## Begin INPUT RECORDS

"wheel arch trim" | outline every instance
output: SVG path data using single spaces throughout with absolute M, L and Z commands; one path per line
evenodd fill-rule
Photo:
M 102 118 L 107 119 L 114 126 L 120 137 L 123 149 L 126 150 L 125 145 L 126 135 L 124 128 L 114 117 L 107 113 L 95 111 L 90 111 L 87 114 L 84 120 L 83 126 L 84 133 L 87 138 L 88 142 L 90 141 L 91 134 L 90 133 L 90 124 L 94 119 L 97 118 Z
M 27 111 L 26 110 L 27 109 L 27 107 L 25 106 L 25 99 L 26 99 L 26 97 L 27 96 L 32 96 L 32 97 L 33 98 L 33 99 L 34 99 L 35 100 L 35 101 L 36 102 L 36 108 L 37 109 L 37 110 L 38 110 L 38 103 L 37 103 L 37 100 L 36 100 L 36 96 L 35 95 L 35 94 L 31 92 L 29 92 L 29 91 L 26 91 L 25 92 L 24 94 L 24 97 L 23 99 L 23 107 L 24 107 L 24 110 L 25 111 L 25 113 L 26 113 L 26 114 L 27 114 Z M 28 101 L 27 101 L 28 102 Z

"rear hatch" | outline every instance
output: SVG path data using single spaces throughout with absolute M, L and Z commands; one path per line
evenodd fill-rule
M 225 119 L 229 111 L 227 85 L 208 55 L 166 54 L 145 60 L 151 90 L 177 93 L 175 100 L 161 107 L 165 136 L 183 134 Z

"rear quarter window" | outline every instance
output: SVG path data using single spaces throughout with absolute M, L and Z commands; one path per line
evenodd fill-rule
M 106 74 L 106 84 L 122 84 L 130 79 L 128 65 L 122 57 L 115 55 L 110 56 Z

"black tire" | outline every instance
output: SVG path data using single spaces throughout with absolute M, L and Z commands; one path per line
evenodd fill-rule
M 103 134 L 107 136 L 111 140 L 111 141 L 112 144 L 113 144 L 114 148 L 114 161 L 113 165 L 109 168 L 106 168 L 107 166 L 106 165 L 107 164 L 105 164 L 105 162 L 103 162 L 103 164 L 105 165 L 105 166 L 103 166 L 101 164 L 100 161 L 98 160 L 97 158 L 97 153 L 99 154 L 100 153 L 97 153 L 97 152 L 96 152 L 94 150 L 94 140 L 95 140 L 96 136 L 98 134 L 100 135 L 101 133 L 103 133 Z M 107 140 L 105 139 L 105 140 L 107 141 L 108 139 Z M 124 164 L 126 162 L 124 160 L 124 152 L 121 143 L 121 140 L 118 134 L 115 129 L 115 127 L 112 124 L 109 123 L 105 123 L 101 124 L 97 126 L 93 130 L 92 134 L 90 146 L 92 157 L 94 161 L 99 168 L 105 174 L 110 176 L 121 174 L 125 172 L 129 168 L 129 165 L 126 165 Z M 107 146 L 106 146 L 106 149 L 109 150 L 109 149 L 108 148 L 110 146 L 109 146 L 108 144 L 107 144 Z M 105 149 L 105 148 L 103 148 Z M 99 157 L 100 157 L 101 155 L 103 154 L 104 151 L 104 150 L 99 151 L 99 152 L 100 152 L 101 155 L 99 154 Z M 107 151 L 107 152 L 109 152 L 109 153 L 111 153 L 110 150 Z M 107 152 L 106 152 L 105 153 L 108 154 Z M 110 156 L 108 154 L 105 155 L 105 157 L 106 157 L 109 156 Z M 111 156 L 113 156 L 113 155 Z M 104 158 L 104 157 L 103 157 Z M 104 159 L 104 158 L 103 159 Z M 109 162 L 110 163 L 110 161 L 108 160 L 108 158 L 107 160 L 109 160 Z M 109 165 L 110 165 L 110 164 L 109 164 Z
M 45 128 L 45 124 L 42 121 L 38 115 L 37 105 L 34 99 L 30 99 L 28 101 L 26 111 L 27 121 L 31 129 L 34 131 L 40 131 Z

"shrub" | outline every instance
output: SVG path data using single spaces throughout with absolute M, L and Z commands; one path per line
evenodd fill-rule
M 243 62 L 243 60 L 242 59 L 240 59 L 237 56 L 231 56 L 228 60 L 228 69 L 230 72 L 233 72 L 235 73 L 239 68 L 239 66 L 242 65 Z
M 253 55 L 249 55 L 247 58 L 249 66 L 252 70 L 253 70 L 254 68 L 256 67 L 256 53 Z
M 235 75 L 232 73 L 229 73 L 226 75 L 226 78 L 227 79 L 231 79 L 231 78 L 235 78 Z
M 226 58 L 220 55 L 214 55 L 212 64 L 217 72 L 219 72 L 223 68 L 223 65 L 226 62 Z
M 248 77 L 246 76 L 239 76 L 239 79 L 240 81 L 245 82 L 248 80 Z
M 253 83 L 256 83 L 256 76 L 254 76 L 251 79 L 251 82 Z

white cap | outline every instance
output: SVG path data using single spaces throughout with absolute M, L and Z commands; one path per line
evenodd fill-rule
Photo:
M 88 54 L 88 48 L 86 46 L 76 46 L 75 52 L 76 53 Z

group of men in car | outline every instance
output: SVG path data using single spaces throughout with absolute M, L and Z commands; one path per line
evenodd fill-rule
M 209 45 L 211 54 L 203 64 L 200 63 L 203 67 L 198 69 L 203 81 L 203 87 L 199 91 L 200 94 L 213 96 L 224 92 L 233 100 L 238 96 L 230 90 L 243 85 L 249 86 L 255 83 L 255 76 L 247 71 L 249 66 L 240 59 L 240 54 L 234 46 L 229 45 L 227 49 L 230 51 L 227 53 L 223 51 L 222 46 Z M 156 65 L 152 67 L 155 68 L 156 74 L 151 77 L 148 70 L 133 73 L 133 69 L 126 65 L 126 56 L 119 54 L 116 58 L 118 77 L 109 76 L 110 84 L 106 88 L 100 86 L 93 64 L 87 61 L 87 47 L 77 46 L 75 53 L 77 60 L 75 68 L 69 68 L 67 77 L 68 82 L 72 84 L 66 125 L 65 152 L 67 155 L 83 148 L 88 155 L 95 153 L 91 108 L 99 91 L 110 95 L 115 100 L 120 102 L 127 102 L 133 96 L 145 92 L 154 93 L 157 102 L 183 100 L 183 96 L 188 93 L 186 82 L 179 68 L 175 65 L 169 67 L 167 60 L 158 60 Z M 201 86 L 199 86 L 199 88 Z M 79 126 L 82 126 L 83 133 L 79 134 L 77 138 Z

## End INPUT RECORDS

- SHORT EXERCISE
Find "white cap | outline every instance" in the data above, then repeat that line and all lines after it exactly, ending with the final line.

- FULL OUTPUT
white cap | outline every instance
output: SVG path data using single spaces throughout with absolute M, L and Z commands; one path per line
evenodd fill-rule
Photo:
M 88 54 L 88 48 L 86 46 L 76 46 L 75 52 L 76 53 Z

group of men in car | outline every instance
output: SVG path data using single spaces throughout with absolute M, L and Z commands; one path per line
evenodd fill-rule
M 209 45 L 211 54 L 203 64 L 200 63 L 203 67 L 198 69 L 203 81 L 203 87 L 199 91 L 200 94 L 213 96 L 224 92 L 233 100 L 238 96 L 230 90 L 243 85 L 249 86 L 255 83 L 255 76 L 247 71 L 249 66 L 240 59 L 240 54 L 234 46 L 229 45 L 227 49 L 230 51 L 227 53 L 223 51 L 222 46 Z M 156 65 L 152 67 L 155 68 L 156 74 L 151 77 L 148 70 L 133 73 L 133 69 L 126 65 L 126 56 L 119 54 L 116 58 L 118 77 L 109 76 L 110 84 L 106 88 L 100 86 L 93 64 L 87 61 L 87 47 L 77 46 L 75 53 L 77 60 L 75 68 L 69 68 L 67 77 L 68 82 L 72 84 L 66 125 L 65 152 L 67 155 L 83 148 L 88 155 L 95 153 L 91 108 L 99 91 L 110 95 L 115 100 L 120 102 L 127 102 L 133 96 L 145 92 L 154 93 L 157 102 L 183 100 L 183 96 L 188 93 L 186 82 L 179 68 L 175 65 L 169 67 L 167 60 L 158 60 Z M 201 86 L 199 86 L 199 88 Z M 79 126 L 82 126 L 83 133 L 79 134 L 77 138 Z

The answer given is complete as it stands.